Schreib bitte den Text über Roggensauerteig und Anstellgut im Anschluss an seinen letzten Satz weiter.

======== Seitenauszug ========

Schön, dass du dem Link gefolgt bist: Mit deinem neuen Mitbewohner im Glas kannst du ein ganzes Abenteuer in deiner Küche starten!
Du hältst hier ein kleines Glas hochaktives, mildes und triebstarken Roggensauerteig in der Hand. Übrigens brauchen Sauerteige immer Namen – der Vater deines kleinen Glases hieß Action Acki. Such dir gerne einen neuen Lieblingsnamen aus.
1. Einleitung: Dein neuer Mitbewohner
Zuerst sollten wir zwei wesentliche Begriffe voneinander trennen:
Was ist der Unterschied zwischen Sauerteig und Anstellgut?
Beides ist sauer, beides beinhaltet Mehl und Wasser, beides steckt voller Leben und Triebkraft. Anstellgut bezeichnet immer nur den griffbereiten, gelagerten Treibstoff für deinen Brotbackmotor ist. Im Englischen nennt man ihn auch Starter. Dieses Anstellgut lagerst du zukünftig in deinem Kühlschrank in einem sauberen, abgedeckten Glas. Mit diesem Starter oder eben Anstelllgut – aktuell ca. 30g schwer – kannst du einen Sauerteig, also einen Brotsauerteig für ein beliebiges Brotrezept ansetzen, es direkt als Geschmacksverstärker oder alleiniges Triebmittel an einen Teig geben und es so lange weitervermehren, wie du Lust am Backen hast.
Warum sollte ich ein extra Anstellgut im Glas pflegen?

======== Gesammelte Daten ========

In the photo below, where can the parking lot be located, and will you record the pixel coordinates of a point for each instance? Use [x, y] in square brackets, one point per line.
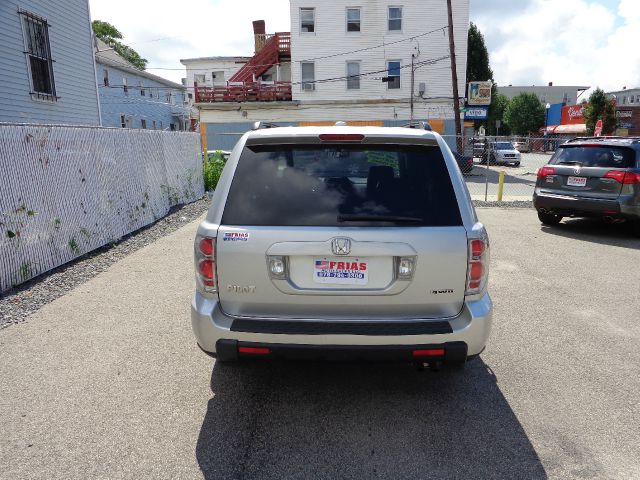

========

Lösung:
Vielleicht hast du in Geschichten “von früher” gehört, dass es lange Zeit Gang ung Gäbe war, statt eines separaten Anstellguts im Glas einfach einen kleinen Rest alten Brotteig bis zum nächsten Backtag aufzubewahren, vor dem nächsten Backen direkt wieder mit Mehl und Wasser zu einem Teig zu verarbeiten und von diesem widerum einen kleinen Teil Beiseite zu legen. Diese Methode ist ebenfalls sehr einfach, hat in unserem modernen Alltag aber einen entscheidenen Nachteil: du bist nicht besonders flexibel, kannst Geschmack und Säure deines Brotes nicht gut beeinflussen und könntest unter Umständen sogar vergessen, dir einen Teil alten Teig aufzuheben.
Stell dir also vor, dein Anstellgut ist wie ein kleines Haustier, das Liebe und Aufmerksamkeit braucht, um munter zu bleiben. Das Gute ist: anders als deine Katze brauchst du es nur einmal in der Woche zu füttern, solange du es bei ca. 5-8 Grad im Kühlschrank lagerst. Dann verhält es sich nämlich ruhig und unauffällig.
Ein gut ernährter Sauerteig bringt nicht nur Geschmack, sondern auch eine wunderbare Textur in Ihr Brot. Und er sagt dir sogar, wann er hungrig ist: spätestens wenn er stark nach Nagellack (Fusel) riecht, ist es Zeit ihn zu füttern.
Dabei ist es wichtig, die Wirkung von Temperatur und Zeit zu verstehen: In der Kälte döst vor sich hin, bei Raumtemperatur wird er aktiv und verbraucht schneller Nahrung.
2. Was ist Sauerteig und warum solltest du ihn lieben?
Warum lieben wir Sauerteig? Weil er einfach magisch ist! Sauerteig ist nicht nur ein Haufen Mehl und Wasser, sondern ein lebendiger Organismus. Er besteht als verschiedensten Hefen und Milchsäurekulturen. Alles an Mehl und Wasser das du ihn fütterst, wird er verbrauchen um sich zu vermehren. Dabei entsteht – im Teig sowie im Glas – Kohlendioxid. Das sind die Luftblasen die du auch im fertigen Brot siehst.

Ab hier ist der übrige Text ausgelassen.